> [Records shown]:
************
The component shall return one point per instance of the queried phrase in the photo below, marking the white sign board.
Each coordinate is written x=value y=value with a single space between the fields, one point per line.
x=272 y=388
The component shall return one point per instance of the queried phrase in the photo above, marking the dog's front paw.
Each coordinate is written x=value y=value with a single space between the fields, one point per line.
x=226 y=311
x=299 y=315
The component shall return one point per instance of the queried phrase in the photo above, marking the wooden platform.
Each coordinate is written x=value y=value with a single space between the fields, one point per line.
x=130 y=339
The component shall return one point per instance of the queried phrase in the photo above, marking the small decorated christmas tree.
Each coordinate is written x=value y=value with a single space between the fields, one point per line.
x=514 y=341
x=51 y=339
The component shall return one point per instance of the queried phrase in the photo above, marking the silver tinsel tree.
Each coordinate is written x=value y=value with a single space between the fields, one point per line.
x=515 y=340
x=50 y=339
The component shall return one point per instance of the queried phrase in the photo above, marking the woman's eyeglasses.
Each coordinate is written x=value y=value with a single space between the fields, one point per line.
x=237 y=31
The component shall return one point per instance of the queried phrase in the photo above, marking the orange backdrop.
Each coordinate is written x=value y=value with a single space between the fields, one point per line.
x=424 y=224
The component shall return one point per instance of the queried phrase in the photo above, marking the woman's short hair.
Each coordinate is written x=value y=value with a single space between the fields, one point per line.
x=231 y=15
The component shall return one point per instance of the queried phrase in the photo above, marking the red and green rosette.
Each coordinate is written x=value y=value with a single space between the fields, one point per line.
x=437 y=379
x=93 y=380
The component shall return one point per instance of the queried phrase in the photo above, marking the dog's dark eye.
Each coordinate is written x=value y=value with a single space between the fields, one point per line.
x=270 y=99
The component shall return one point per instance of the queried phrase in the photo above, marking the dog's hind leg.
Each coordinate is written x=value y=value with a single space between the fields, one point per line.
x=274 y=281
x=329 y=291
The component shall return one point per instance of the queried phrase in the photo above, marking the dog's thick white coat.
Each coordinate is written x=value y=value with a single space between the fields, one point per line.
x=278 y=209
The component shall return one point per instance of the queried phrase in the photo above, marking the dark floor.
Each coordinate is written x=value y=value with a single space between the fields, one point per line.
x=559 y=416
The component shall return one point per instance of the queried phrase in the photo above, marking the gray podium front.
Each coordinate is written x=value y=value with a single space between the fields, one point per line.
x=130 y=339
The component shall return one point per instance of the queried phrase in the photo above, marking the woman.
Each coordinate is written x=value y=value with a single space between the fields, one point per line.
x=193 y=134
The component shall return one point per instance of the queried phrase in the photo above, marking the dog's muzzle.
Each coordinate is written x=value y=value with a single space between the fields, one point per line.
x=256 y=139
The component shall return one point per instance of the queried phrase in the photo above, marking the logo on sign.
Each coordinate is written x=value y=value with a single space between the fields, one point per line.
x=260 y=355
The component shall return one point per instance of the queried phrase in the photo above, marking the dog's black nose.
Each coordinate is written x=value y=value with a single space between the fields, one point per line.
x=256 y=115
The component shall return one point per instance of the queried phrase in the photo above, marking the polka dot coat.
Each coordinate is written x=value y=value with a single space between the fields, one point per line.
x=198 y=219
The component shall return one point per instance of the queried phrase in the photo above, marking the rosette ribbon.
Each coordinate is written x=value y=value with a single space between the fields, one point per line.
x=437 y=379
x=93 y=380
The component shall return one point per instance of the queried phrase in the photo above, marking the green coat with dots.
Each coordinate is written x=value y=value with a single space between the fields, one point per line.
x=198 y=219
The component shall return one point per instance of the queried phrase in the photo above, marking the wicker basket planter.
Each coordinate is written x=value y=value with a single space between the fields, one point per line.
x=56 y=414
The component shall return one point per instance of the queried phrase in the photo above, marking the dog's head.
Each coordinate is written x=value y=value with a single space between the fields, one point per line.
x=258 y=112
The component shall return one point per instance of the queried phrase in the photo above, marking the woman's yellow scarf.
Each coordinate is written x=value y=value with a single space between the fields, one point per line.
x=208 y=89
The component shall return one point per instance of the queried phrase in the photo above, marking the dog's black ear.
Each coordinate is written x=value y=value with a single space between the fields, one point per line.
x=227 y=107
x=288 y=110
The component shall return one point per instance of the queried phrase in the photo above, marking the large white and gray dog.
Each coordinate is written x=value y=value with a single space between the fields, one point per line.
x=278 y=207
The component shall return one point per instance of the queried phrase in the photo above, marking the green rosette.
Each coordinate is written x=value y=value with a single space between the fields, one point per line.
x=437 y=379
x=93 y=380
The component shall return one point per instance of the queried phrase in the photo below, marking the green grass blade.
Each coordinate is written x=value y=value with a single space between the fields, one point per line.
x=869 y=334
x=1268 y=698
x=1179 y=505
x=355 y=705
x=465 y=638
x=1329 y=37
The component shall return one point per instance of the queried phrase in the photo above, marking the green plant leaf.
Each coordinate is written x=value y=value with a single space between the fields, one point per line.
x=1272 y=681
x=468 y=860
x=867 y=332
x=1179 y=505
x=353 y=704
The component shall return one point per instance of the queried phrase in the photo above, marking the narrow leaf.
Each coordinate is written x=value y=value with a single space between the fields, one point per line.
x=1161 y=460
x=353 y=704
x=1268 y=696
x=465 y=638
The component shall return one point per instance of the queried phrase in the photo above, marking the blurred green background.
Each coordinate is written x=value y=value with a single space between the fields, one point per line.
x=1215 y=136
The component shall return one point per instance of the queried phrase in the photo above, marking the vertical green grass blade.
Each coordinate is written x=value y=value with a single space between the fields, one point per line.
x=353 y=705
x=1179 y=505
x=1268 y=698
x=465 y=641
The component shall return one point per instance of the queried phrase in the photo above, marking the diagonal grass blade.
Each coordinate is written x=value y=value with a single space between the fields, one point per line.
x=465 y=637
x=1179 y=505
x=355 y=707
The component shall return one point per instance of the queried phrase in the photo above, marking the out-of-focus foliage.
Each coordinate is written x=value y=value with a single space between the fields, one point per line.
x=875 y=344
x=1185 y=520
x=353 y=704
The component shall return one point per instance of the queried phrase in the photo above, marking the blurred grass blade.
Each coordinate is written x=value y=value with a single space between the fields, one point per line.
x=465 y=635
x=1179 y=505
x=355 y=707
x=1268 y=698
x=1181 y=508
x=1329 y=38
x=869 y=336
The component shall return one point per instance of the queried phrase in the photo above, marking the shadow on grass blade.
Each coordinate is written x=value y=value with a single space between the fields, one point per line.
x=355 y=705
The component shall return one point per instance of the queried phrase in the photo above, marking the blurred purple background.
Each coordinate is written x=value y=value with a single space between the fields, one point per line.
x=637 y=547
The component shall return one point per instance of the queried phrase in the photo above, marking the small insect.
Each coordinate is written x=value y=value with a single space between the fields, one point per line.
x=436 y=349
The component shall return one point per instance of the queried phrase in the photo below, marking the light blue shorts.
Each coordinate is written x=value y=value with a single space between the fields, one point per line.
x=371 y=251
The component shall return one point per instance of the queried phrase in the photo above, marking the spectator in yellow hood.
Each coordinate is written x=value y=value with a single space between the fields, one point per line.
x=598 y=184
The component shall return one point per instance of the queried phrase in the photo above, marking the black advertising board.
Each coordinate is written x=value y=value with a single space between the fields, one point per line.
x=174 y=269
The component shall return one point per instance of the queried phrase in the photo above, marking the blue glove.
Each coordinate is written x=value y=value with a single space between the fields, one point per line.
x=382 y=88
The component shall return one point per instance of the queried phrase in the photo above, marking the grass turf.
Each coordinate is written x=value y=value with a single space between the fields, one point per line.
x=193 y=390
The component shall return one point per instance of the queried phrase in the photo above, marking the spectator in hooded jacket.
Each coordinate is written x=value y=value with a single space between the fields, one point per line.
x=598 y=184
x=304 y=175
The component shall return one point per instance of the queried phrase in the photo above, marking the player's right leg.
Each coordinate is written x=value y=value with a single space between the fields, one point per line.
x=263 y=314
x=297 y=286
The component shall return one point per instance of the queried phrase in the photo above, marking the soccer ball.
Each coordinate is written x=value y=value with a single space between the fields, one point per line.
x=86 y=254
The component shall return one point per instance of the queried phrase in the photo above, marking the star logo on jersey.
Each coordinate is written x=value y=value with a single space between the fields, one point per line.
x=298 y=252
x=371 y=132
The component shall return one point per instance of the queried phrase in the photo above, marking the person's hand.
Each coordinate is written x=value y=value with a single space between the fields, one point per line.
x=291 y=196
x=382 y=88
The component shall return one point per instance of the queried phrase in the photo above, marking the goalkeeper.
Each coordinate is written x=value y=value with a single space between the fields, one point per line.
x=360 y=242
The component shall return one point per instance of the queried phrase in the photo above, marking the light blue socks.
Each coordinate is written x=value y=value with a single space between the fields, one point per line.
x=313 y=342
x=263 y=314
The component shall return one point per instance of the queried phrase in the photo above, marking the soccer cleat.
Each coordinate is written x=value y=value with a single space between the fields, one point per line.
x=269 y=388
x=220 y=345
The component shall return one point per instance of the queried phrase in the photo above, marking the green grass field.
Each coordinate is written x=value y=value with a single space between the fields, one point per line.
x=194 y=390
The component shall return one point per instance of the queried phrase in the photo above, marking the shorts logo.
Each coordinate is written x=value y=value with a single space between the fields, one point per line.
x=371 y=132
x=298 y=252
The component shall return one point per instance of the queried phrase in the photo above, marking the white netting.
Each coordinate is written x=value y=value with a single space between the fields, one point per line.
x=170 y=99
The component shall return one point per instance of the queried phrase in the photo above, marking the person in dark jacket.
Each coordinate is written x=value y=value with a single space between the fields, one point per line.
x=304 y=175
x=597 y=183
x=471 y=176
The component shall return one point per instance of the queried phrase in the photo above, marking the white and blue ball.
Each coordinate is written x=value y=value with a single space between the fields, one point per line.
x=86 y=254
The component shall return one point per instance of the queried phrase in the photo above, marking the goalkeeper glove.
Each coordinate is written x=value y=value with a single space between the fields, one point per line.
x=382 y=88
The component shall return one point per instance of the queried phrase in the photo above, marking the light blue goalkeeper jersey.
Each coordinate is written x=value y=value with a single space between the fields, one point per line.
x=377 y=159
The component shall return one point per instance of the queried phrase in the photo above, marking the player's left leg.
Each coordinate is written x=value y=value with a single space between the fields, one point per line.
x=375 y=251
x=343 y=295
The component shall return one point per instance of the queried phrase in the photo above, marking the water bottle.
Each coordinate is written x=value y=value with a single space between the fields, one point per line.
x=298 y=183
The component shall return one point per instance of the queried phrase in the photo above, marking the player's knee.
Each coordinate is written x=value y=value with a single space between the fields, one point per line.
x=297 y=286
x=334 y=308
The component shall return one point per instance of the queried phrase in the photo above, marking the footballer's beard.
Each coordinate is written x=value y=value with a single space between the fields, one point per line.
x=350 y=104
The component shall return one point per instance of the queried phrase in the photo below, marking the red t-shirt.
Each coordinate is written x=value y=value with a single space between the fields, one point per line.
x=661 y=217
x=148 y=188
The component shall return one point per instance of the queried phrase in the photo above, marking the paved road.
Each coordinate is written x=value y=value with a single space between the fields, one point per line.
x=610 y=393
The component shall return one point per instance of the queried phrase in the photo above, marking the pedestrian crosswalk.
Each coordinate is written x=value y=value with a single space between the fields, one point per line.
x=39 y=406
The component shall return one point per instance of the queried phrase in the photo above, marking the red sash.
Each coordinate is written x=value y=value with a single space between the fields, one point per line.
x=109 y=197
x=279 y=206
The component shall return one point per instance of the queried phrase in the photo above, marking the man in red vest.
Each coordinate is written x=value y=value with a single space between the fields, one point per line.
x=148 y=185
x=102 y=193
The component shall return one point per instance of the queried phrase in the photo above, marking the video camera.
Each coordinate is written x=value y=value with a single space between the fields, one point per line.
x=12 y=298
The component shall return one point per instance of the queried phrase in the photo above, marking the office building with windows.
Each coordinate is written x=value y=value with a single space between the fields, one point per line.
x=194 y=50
************
> [Exercise]: Reproduce verbatim the lines of the data above, from the line containing "marking the woman." through the line containing "x=256 y=115", including both of those lines.

> [Final result]:
The component shall return one point per instance of the queried phrase in the photo above, marking the woman.
Each coordinate is written x=value y=value with a single space between the fields, one point per line.
x=193 y=134
The component shall return one point per instance of the queried phrase in the photo above, marking the dog's muzzle.
Each coordinate is written x=value y=value with a single space between the fields, one point per line.
x=256 y=139
The component shall return one point per instance of the queried phrase in the photo above, marking the logo on sign.
Each coordinate is written x=value y=value with a single space between the fields, one point per line.
x=260 y=355
The component shall return one point per instance of the queried phrase in the photo above, marking the dog's black nose.
Each coordinate is written x=value y=value with a single space between the fields, one point per line.
x=256 y=115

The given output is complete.